---- EXERCISE MATERIALS
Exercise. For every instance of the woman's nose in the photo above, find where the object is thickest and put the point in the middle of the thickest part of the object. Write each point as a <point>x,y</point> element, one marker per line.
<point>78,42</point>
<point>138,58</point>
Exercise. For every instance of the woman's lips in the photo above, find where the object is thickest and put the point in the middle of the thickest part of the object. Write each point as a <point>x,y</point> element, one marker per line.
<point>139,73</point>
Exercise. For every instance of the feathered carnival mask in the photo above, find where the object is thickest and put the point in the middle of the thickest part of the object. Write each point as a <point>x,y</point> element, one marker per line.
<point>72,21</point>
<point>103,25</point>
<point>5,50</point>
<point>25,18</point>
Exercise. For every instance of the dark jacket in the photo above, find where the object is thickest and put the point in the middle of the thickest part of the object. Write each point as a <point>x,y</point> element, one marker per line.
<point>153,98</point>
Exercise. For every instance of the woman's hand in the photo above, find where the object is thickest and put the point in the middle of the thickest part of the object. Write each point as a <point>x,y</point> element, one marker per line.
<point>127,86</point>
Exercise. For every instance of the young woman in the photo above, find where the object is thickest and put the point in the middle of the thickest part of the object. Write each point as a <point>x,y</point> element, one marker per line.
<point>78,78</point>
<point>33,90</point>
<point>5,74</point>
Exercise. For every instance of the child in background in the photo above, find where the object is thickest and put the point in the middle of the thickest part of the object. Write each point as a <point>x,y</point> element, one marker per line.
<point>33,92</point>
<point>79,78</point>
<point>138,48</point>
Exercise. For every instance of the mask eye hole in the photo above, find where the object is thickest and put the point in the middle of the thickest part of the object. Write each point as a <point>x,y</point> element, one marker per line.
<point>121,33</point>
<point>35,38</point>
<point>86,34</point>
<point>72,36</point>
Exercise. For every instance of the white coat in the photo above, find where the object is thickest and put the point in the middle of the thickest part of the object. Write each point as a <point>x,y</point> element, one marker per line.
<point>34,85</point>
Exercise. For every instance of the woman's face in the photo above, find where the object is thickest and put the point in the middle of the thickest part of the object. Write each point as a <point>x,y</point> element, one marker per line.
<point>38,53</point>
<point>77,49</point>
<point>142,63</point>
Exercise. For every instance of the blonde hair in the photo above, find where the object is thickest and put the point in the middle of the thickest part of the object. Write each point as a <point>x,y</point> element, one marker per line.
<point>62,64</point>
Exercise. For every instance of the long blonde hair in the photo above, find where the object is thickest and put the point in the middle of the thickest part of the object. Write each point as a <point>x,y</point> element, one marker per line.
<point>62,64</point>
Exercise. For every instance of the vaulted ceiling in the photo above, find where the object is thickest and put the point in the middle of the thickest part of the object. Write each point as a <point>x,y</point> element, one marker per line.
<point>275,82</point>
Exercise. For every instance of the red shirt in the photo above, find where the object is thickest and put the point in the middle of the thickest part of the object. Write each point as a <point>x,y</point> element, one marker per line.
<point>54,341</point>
--------
ACTION ITEM – Every line above is to be transcribed exactly, with nothing dropped.

RESULT OF THIS TASK –
Exercise. For every instance of the woman's nose in the photo above, find where the object is thickest and put the point in the middle of the thickest part of the object. Write each point as a <point>x,y</point> element, one marker per line.
<point>78,42</point>
<point>138,58</point>
Exercise. For every instance of the woman's lips in the photo above, find where the object is thickest and put the point in the middle of the thickest part of the object. Write each point as a <point>x,y</point> element, one marker per line.
<point>139,73</point>
Exercise. For every instance of the feathered carnival mask in the photo above, find where the object is thickest and put the point in the middle of the thickest part of the object. Write each point as a <point>x,y</point> element, one marker per line.
<point>72,21</point>
<point>103,25</point>
<point>5,50</point>
<point>25,18</point>
Exercise. For every instance of the dark jacket in the photo above, find where the object is thickest and put the point in the middle of the thickest part of the object. Write each point as a <point>x,y</point> element, one marker per line.
<point>153,98</point>
Exercise. For every instance of the woman's hand in the photo above, find where the object is thickest and put the point in the middle of the thickest part of the object. Write each point as a <point>x,y</point> element, one marker per line.
<point>127,86</point>
Exercise. For every instance of the young woman in the photo above, find where the object is thickest and put the point in the middle of the thickest part of the object. Write each point as a <point>x,y</point> element, one marker per line.
<point>78,78</point>
<point>33,90</point>
<point>5,74</point>
Exercise. For every instance of the child in background in the photo above, find where the object is thickest and put the point in the middle of the thickest part of the object. Write each point as a <point>x,y</point> element, one marker per line.
<point>33,92</point>
<point>79,78</point>
<point>138,48</point>
Exercise. For every instance of the mask eye hole in the photo above, find where the object is thickest and put the point in the middle of the thickest part of the object. Write each point as a <point>x,y</point> element, one marker per line.
<point>121,33</point>
<point>35,38</point>
<point>86,34</point>
<point>72,36</point>
Exercise. For every instance of the white coat in the photo above, find where the object is thickest and put the point in the middle of the thickest part of the object. Write each point as a <point>x,y</point> element, one marker per line.
<point>34,85</point>
Exercise. For every instance of the woman's face in the photo above, find where the object is thickest and put the point in the middle of the thickest part of the object. Write each point as a <point>x,y</point> element, one marker per line.
<point>38,53</point>
<point>77,49</point>
<point>142,63</point>
Exercise. For every instance of the blonde hair in the photo above, find where the object is thickest and put the point in the middle of the thickest part of the object. Write each point as a <point>x,y</point> element, one marker per line.
<point>62,64</point>
Exercise. For every instance of the long blonde hair in the photo above, find where the object is thickest and put the point in the middle of the thickest part of the object. Write each point as a <point>x,y</point> element, one marker per line.
<point>62,64</point>
Exercise. For every instance of the vaulted ceiling in the photo above, find where the object is thickest and put the point in the middle of the thickest part of the object. Write each point as a <point>x,y</point> element, one marker per line.
<point>275,82</point>
Exercise. For every instance of the red shirt in the photo above, find where the object is thickest and put the point in the middle of the thickest part of the object. Write each point as a <point>x,y</point> element, one marker per line.
<point>54,341</point>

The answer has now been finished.